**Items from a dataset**

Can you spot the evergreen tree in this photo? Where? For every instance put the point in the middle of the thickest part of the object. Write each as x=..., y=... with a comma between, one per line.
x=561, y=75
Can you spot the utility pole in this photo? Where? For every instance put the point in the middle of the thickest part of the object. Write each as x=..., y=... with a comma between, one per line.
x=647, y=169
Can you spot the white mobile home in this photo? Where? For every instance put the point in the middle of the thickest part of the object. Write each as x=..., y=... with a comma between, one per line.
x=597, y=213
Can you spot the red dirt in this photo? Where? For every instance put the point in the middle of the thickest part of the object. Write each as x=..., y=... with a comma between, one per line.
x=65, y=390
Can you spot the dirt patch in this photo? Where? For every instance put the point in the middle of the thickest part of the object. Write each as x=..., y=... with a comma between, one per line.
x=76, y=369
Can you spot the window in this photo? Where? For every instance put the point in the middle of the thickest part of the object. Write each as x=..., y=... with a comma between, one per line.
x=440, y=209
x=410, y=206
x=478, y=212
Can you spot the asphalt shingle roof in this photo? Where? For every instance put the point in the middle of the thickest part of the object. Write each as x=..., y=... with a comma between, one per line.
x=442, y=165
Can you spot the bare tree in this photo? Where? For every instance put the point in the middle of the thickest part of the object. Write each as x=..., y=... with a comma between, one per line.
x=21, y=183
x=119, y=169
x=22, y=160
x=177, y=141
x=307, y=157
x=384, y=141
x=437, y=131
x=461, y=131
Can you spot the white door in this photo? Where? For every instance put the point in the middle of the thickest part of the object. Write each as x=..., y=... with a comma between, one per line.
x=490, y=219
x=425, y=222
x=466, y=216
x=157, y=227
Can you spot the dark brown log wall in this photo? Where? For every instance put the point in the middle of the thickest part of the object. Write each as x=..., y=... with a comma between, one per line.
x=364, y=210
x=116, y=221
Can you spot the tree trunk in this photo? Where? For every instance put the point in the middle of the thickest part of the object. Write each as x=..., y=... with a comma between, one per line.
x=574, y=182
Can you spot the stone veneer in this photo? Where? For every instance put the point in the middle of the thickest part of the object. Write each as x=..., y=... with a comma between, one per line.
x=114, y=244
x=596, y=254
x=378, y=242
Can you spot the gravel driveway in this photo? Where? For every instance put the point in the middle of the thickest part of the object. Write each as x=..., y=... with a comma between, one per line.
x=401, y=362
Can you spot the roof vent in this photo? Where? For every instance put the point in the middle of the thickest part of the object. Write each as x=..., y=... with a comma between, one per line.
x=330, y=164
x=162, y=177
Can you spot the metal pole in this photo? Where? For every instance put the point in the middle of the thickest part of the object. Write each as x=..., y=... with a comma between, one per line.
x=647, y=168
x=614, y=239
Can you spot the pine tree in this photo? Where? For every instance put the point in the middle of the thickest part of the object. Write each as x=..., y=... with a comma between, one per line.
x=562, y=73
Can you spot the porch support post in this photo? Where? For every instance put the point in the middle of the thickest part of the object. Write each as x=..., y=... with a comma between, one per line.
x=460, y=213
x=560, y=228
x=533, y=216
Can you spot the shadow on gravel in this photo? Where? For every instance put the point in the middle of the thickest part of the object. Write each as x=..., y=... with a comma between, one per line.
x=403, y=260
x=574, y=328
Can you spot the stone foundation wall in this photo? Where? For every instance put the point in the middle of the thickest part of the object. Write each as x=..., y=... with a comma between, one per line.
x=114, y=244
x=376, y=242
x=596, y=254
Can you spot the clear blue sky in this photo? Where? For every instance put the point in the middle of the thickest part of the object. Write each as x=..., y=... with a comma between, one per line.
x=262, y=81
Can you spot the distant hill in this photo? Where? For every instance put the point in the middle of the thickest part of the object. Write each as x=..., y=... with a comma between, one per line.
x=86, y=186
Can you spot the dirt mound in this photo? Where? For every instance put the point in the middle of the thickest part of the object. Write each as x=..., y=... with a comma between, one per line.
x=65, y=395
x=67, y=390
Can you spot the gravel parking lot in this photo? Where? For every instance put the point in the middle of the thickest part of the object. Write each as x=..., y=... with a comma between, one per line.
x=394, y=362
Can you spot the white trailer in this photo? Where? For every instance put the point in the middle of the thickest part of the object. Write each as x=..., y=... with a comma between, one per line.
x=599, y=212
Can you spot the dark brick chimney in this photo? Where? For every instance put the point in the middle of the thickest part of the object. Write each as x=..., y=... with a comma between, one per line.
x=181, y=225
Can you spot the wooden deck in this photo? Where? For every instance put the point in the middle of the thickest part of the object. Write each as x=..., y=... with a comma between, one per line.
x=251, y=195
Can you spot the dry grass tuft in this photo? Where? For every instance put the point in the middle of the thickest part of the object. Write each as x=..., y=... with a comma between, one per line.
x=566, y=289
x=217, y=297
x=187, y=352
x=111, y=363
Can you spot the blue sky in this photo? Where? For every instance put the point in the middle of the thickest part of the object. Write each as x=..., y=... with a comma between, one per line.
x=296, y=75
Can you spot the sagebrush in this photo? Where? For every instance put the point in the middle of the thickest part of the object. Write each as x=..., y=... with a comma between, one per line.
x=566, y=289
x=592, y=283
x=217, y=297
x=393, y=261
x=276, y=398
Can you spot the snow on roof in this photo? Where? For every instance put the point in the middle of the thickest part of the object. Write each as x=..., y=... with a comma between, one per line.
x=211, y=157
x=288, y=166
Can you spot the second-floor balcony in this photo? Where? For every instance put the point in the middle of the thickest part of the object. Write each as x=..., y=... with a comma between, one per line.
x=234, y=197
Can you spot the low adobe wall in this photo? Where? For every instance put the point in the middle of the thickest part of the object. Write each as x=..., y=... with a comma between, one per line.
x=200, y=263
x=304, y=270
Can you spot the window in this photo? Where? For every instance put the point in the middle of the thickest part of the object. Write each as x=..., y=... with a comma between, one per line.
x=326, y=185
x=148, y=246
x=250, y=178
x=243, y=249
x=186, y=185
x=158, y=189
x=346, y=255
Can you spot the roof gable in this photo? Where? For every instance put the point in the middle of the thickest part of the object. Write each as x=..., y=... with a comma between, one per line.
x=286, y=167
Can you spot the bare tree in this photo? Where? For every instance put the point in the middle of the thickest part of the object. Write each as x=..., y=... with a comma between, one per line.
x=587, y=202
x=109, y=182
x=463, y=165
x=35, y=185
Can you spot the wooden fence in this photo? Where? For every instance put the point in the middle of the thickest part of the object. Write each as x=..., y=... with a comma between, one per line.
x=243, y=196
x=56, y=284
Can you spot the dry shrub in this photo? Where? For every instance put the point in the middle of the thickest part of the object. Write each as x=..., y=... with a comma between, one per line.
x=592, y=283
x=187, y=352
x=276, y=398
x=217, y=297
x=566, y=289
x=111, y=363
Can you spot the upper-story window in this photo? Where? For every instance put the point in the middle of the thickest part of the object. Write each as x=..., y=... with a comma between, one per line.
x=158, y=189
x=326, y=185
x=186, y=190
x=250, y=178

**WHAT YOU SHOULD DO**
Express the lines of these items as a JSON list of strings, one string per line, with blank lines omitted.

**RESPONSE TO THIS TASK**
[
  "Can you spot the evergreen tree in this photo? Where? For every instance put the point in the middle of the thickest part of the object. Write each as x=..., y=... with a comma between, one per line.",
  "x=561, y=75",
  "Can you spot the utility pole in this photo? Where? For every instance put the point in the middle of the thickest part of the object. Write each as x=..., y=... with a comma between, one per line.",
  "x=647, y=169",
  "Can you spot the white mobile home in this photo? Where? For every instance put the point in the middle of the thickest part of the object. Write each as x=..., y=... with a comma between, one per line.",
  "x=597, y=213",
  "Can you spot the red dirt in this photo? Where? For every instance put the point in the middle of the thickest part of the object. Write each as x=..., y=... with a comma between, one per line.",
  "x=65, y=390",
  "Can you spot the dirt patch in this photo? Where? For every instance put the point in the middle of the thickest part of the object. Write each as x=..., y=... with a comma between, one per line.",
  "x=76, y=369",
  "Can you spot the window in this photo? Where? For every instance put the point in the middle of the thickest part of the object. Write each as x=..., y=... with a comma between, one per line.",
  "x=440, y=209",
  "x=410, y=206",
  "x=478, y=212",
  "Can you spot the asphalt shingle roof in this photo? Where? For every instance put the point in the middle of the thickest part of the object. Write each as x=..., y=... with a comma between, one per line.",
  "x=442, y=165",
  "Can you spot the bare tree in this photo? Where? For every instance put the point in the middle of the thickest part of the object. Write each as x=..., y=... with a comma between, one per line.",
  "x=21, y=183",
  "x=119, y=169",
  "x=22, y=160",
  "x=177, y=141",
  "x=307, y=157",
  "x=384, y=141",
  "x=437, y=131",
  "x=461, y=131",
  "Can you spot the white door in this photo? Where? For every instance put the point in the middle of the thickest part of the object. Write each as x=..., y=... with a comma between, one per line.",
  "x=490, y=219",
  "x=425, y=222",
  "x=466, y=216",
  "x=157, y=227",
  "Can you spot the dark brown log wall in this photo? Where? For every instance put the point in the middle of the thickest part of the object. Write each as x=..., y=... with a comma between, one per line.",
  "x=364, y=210",
  "x=116, y=221",
  "Can you spot the tree trunk in this photo? Where? For every instance put the point in the middle of the thickest part of the object. Write each as x=..., y=... with a comma between, one per line.",
  "x=574, y=182",
  "Can you spot the stone veneer in this photo? Where? For every instance put the point in the middle of the thickest part of the object. Write each as x=..., y=... with a comma between, one per line.",
  "x=114, y=244",
  "x=596, y=254",
  "x=378, y=242",
  "Can you spot the gravel driveway in this photo? Where? For every instance put the point in the middle of the thickest part of the object. Write each as x=..., y=... with a comma between, one per line.",
  "x=401, y=362",
  "Can you spot the roof vent in this photo? Where? For every instance put the point in the middle of the thickest part of the object. Write each as x=..., y=... with a comma between, one per line.",
  "x=330, y=164",
  "x=162, y=177",
  "Can you spot the metal pole in this photo? Where? For every instance put the point in the middle of the thickest part of the object. Write each as x=..., y=... with a comma between, one per line.",
  "x=647, y=168",
  "x=614, y=239",
  "Can you spot the pine tree in this photo? Where? For every instance put the point in the middle of the thickest part of the object. Write each as x=..., y=... with a comma between, one per line.",
  "x=562, y=73",
  "Can you spot the porch support post in this photo? Where? For every instance put the point in the middle of the thickest part of the object. Write each as x=..., y=... with a comma between, one per line.",
  "x=460, y=213",
  "x=560, y=228",
  "x=533, y=216",
  "Can you spot the shadow on gravel in this photo? Where? For every instance put the point in the middle of the thickest part of the object. Write each as x=..., y=... with a comma between, one per line.",
  "x=403, y=260",
  "x=574, y=328",
  "Can you spot the stone foundation wall in this photo? Where? For every instance put the point in the middle of the thickest part of the object. Write each as x=..., y=... with a comma between, one per line.",
  "x=114, y=244",
  "x=376, y=242",
  "x=596, y=254",
  "Can you spot the clear blue sky in this photo? Where? For every instance put the point in the middle of the thickest part of the object. Write each as x=..., y=... with a comma between, one per line.",
  "x=262, y=81",
  "Can you spot the distant hill in this photo? Where? For every instance put the point in the middle of the thickest part of the object. Write each as x=..., y=... with a comma between, one per line.",
  "x=86, y=186",
  "Can you spot the dirt mound in this photo? Where? For every instance put the point in the middle of the thickest part of the object. Write each as x=..., y=... with a comma between, one per line.",
  "x=65, y=395",
  "x=67, y=390",
  "Can you spot the gravel parking lot in this photo? Where? For every instance put the point in the middle of the thickest part of the object. Write each as x=..., y=... with a comma between, one per line.",
  "x=394, y=362",
  "Can you spot the white trailer in this photo? Where? For every instance put the point in the middle of the thickest part of the object. Write each as x=..., y=... with a comma between, one per line.",
  "x=599, y=212",
  "Can you spot the dark brick chimney in this photo? Where? For every instance put the point in the middle of the thickest part of the object. Write each as x=..., y=... with a comma between, one per line.",
  "x=181, y=225",
  "Can you spot the wooden deck in this photo? Where? For every instance put the point in the middle of the thickest part of the object. Write each as x=..., y=... with a comma between, one per line.",
  "x=251, y=195",
  "Can you spot the dry grass tuft in this photo? Where? For every instance put the point in the middle of the thickest part of the object. Write each as x=..., y=... with a comma between, one per line.",
  "x=566, y=289",
  "x=217, y=297",
  "x=187, y=352",
  "x=111, y=363",
  "Can you spot the blue sky in this photo? Where? For every instance put the point in the middle of the thickest part of the object. Write each as x=..., y=... with a comma between, one per line.",
  "x=296, y=75",
  "Can you spot the sagebrush in this photo? Where? For every instance put the point in the middle of the thickest part of the object. Write each as x=..., y=... with a comma between, one per line.",
  "x=566, y=289",
  "x=592, y=283",
  "x=217, y=297",
  "x=393, y=261",
  "x=276, y=398",
  "Can you spot the snow on roof in this photo? Where? For every instance put the point in the middle of the thickest part of the object. Write each as x=..., y=... with a comma between, one per line.",
  "x=211, y=157",
  "x=288, y=166",
  "Can you spot the second-floor balcony in this photo? Where? For every instance put the point in the middle of the thickest part of the object. Write each as x=..., y=... with a comma between, one per line.",
  "x=234, y=197",
  "Can you spot the low adobe wall in this photo? Where? For every instance put the point in the middle of the thickest part of the object. Write each as x=..., y=... with a comma between, one per line.",
  "x=200, y=263",
  "x=304, y=270",
  "Can you spot the window in this photo? Where? For every instance put the point in the middle of the thickest part of the object. Write each as x=..., y=... with a comma between, one per line.",
  "x=326, y=185",
  "x=148, y=246",
  "x=250, y=178",
  "x=243, y=249",
  "x=186, y=185",
  "x=158, y=189",
  "x=346, y=255",
  "Can you spot the roof gable in this photo? Where? For every instance put the point in the middle of the thickest part of the object. Write each as x=..., y=... with a comma between, one per line.",
  "x=286, y=167",
  "Can you spot the bare tree in this photo? Where? For every instance put the point in the middle of the thickest part of the object. Write each as x=..., y=... with a comma between, one per line.",
  "x=587, y=202",
  "x=109, y=182",
  "x=463, y=165",
  "x=35, y=185",
  "Can you spot the wooden fence in this photo? Where? For every instance put the point in the middle of the thickest part of the object. Write each as x=..., y=... with a comma between, one per line.",
  "x=243, y=196",
  "x=56, y=284",
  "Can you spot the dry shrub in this photo? Where? For every instance put the point in the middle of the thickest part of the object. Write each as x=..., y=... with a comma between, one per line.",
  "x=592, y=283",
  "x=187, y=352",
  "x=276, y=398",
  "x=217, y=297",
  "x=566, y=289",
  "x=111, y=363",
  "Can you spot the upper-story window in this photo? Where? For every instance put the point in the middle of the thickest part of the object. Write each as x=..., y=... with a comma between, one per line.",
  "x=158, y=189",
  "x=326, y=185",
  "x=186, y=190",
  "x=250, y=178"
]